Description of the task - Convert the material below into a JSON list of strings, with each line as its own string and blank lines omitted.

[Items stored from a collection]

*****

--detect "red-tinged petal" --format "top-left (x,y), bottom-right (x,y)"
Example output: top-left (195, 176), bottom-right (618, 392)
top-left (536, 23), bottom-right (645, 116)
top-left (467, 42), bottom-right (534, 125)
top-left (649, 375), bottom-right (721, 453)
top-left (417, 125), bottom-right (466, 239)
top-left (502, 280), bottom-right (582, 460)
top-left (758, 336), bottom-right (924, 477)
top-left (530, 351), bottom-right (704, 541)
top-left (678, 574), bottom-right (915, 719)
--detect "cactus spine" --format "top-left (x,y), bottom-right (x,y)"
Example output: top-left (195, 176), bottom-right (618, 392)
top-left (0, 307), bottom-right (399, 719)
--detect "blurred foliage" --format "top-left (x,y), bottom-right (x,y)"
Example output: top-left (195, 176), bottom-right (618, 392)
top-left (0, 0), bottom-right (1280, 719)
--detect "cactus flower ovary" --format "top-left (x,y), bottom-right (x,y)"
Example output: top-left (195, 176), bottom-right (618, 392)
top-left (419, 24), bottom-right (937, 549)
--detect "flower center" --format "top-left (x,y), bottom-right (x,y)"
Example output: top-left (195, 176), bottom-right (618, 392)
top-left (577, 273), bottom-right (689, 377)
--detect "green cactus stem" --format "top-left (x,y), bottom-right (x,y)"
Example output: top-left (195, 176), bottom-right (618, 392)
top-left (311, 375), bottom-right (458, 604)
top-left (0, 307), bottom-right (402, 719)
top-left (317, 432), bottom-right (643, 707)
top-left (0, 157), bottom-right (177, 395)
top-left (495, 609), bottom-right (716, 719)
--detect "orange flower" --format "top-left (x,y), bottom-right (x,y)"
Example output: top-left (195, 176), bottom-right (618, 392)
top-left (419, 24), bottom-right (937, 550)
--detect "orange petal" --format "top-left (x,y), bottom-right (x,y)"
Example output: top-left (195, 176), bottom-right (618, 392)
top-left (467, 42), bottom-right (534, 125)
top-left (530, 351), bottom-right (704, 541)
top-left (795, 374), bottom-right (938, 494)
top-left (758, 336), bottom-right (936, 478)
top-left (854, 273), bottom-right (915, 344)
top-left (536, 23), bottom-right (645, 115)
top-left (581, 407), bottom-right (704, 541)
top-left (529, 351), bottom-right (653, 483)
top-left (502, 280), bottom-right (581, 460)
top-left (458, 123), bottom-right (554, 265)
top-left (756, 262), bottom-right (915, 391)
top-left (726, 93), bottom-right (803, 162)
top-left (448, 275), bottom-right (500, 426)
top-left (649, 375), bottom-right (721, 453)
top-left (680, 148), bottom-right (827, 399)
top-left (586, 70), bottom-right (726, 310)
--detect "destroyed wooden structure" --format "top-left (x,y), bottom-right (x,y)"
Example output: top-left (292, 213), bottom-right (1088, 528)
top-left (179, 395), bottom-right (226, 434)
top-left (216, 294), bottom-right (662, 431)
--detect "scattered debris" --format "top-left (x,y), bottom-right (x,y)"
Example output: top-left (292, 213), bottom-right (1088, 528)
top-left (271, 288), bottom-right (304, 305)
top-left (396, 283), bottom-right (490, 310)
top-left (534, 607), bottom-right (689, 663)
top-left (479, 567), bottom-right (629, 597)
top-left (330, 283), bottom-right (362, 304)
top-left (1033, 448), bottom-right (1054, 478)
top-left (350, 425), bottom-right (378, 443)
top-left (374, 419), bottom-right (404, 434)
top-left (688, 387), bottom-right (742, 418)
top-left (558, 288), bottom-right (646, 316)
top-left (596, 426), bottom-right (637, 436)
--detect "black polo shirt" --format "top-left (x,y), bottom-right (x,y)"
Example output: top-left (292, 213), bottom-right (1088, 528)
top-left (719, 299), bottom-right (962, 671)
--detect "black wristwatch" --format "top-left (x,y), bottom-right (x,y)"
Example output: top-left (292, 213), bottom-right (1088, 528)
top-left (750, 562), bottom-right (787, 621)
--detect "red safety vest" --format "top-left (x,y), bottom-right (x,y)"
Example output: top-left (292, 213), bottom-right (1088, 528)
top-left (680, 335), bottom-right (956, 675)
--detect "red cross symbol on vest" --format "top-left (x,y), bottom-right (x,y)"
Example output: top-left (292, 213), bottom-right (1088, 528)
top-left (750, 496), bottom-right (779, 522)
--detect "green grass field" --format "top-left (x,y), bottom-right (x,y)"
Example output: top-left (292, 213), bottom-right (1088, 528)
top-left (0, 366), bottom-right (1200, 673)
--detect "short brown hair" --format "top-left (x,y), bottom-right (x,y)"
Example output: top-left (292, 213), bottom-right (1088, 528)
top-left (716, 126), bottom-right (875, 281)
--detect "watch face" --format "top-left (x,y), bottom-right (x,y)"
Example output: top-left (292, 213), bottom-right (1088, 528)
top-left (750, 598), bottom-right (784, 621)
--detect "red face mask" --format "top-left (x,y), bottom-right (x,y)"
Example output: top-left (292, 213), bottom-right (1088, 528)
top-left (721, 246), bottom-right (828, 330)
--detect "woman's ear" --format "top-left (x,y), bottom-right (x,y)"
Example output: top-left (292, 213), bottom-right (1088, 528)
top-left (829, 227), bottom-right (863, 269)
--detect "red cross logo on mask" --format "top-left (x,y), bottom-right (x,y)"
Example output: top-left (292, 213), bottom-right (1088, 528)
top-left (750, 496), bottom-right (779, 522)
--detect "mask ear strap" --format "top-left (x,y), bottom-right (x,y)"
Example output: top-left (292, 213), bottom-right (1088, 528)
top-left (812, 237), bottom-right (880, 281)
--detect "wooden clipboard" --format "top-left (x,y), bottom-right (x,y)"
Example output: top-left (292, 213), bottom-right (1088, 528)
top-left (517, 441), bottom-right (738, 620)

*****

Written answer -
[
  "--detect \"red-tinged petal\" --format \"top-left (x,y), bottom-right (x,y)\"",
  "Example output: top-left (195, 176), bottom-right (618, 392)",
  "top-left (536, 23), bottom-right (645, 116)",
  "top-left (467, 42), bottom-right (534, 125)",
  "top-left (649, 375), bottom-right (721, 453)",
  "top-left (417, 125), bottom-right (466, 239)",
  "top-left (502, 280), bottom-right (582, 460)",
  "top-left (758, 336), bottom-right (924, 477)",
  "top-left (530, 351), bottom-right (704, 541)",
  "top-left (678, 574), bottom-right (915, 719)",
  "--detect \"cactus spine\" --format \"top-left (x,y), bottom-right (x,y)\"",
  "Example output: top-left (195, 176), bottom-right (618, 392)",
  "top-left (0, 307), bottom-right (399, 719)",
  "--detect \"blurred foliage\" --format \"top-left (x,y), bottom-right (x,y)\"",
  "Example output: top-left (195, 176), bottom-right (618, 392)",
  "top-left (0, 0), bottom-right (1280, 719)",
  "--detect \"cactus flower ovary\" --format \"top-left (x,y), bottom-right (x,y)\"",
  "Example output: top-left (195, 176), bottom-right (618, 392)",
  "top-left (419, 24), bottom-right (937, 549)",
  "--detect \"flower center\" --format \"top-left (x,y), bottom-right (x,y)\"",
  "Example output: top-left (195, 176), bottom-right (618, 392)",
  "top-left (577, 273), bottom-right (689, 377)",
  "--detect \"green cactus stem\" --format \"top-left (x,y), bottom-right (x,y)\"",
  "Example output: top-left (195, 176), bottom-right (618, 392)",
  "top-left (311, 375), bottom-right (458, 604)",
  "top-left (0, 307), bottom-right (402, 719)",
  "top-left (317, 432), bottom-right (643, 707)",
  "top-left (0, 157), bottom-right (177, 395)",
  "top-left (495, 609), bottom-right (716, 719)",
  "--detect \"orange flower\" --format \"top-left (x,y), bottom-right (x,y)\"",
  "Example output: top-left (195, 176), bottom-right (618, 392)",
  "top-left (419, 24), bottom-right (937, 550)",
  "--detect \"orange petal\" --format \"top-left (x,y), bottom-right (x,y)\"",
  "Example output: top-left (195, 176), bottom-right (618, 392)",
  "top-left (467, 42), bottom-right (534, 125)",
  "top-left (530, 351), bottom-right (704, 541)",
  "top-left (795, 374), bottom-right (938, 494)",
  "top-left (758, 336), bottom-right (936, 478)",
  "top-left (854, 273), bottom-right (915, 344)",
  "top-left (536, 23), bottom-right (645, 115)",
  "top-left (581, 407), bottom-right (704, 541)",
  "top-left (529, 351), bottom-right (653, 483)",
  "top-left (502, 280), bottom-right (581, 460)",
  "top-left (458, 123), bottom-right (554, 265)",
  "top-left (756, 262), bottom-right (915, 391)",
  "top-left (726, 93), bottom-right (803, 162)",
  "top-left (448, 275), bottom-right (500, 426)",
  "top-left (649, 375), bottom-right (721, 453)",
  "top-left (680, 148), bottom-right (827, 399)",
  "top-left (586, 70), bottom-right (726, 310)",
  "--detect \"destroyed wooden structure\" --format \"top-left (x,y), bottom-right (x,y)\"",
  "Example output: top-left (292, 213), bottom-right (1088, 528)",
  "top-left (179, 395), bottom-right (226, 434)",
  "top-left (216, 294), bottom-right (662, 431)",
  "--detect \"scattered debris\" --format \"top-left (x,y), bottom-right (x,y)\"",
  "Example output: top-left (292, 213), bottom-right (1088, 528)",
  "top-left (271, 288), bottom-right (304, 305)",
  "top-left (396, 283), bottom-right (490, 310)",
  "top-left (534, 607), bottom-right (689, 663)",
  "top-left (479, 567), bottom-right (629, 597)",
  "top-left (330, 283), bottom-right (362, 304)",
  "top-left (1033, 448), bottom-right (1054, 478)",
  "top-left (350, 425), bottom-right (378, 443)",
  "top-left (374, 419), bottom-right (404, 434)",
  "top-left (688, 387), bottom-right (742, 418)",
  "top-left (558, 288), bottom-right (646, 316)",
  "top-left (596, 426), bottom-right (637, 436)",
  "--detect \"black polo shirt\" --format \"top-left (x,y), bottom-right (x,y)\"",
  "Example output: top-left (292, 213), bottom-right (1088, 528)",
  "top-left (719, 299), bottom-right (962, 671)",
  "--detect \"black wristwatch\" --format \"top-left (x,y), bottom-right (x,y)\"",
  "Example output: top-left (292, 213), bottom-right (1088, 528)",
  "top-left (750, 562), bottom-right (787, 621)",
  "--detect \"red safety vest\" --format \"top-left (x,y), bottom-right (x,y)\"",
  "Example output: top-left (292, 213), bottom-right (1088, 528)",
  "top-left (680, 335), bottom-right (956, 675)",
  "--detect \"red cross symbol on vest\" --format \"top-left (x,y), bottom-right (x,y)\"",
  "Example output: top-left (292, 213), bottom-right (1088, 528)",
  "top-left (750, 496), bottom-right (779, 522)",
  "--detect \"green grass field\" --format \"top-left (x,y), bottom-right (x,y)\"",
  "Example output: top-left (292, 213), bottom-right (1088, 528)",
  "top-left (0, 366), bottom-right (1200, 673)",
  "--detect \"short brown hair\" --format \"top-left (x,y), bottom-right (x,y)\"",
  "Example output: top-left (292, 213), bottom-right (1088, 528)",
  "top-left (716, 126), bottom-right (875, 281)",
  "--detect \"watch face\" --format \"top-left (x,y), bottom-right (x,y)\"",
  "Example output: top-left (292, 213), bottom-right (1088, 528)",
  "top-left (750, 598), bottom-right (784, 621)",
  "--detect \"red face mask\" --format \"top-left (x,y), bottom-right (x,y)\"",
  "Example output: top-left (292, 213), bottom-right (1088, 528)",
  "top-left (721, 246), bottom-right (828, 330)",
  "--detect \"woman's ear\" --format \"top-left (x,y), bottom-right (x,y)\"",
  "Example output: top-left (292, 213), bottom-right (1088, 528)",
  "top-left (829, 227), bottom-right (863, 269)",
  "--detect \"red cross logo on mask\" --format \"top-left (x,y), bottom-right (x,y)\"",
  "Example output: top-left (292, 213), bottom-right (1088, 528)",
  "top-left (750, 496), bottom-right (779, 522)",
  "--detect \"mask ear strap\" --format \"top-left (x,y), bottom-right (x,y)\"",
  "Example output: top-left (292, 213), bottom-right (1088, 528)",
  "top-left (812, 237), bottom-right (880, 281)",
  "--detect \"wooden clipboard\" --format \"top-left (x,y), bottom-right (x,y)\"",
  "Example output: top-left (292, 213), bottom-right (1088, 528)",
  "top-left (517, 441), bottom-right (738, 620)"
]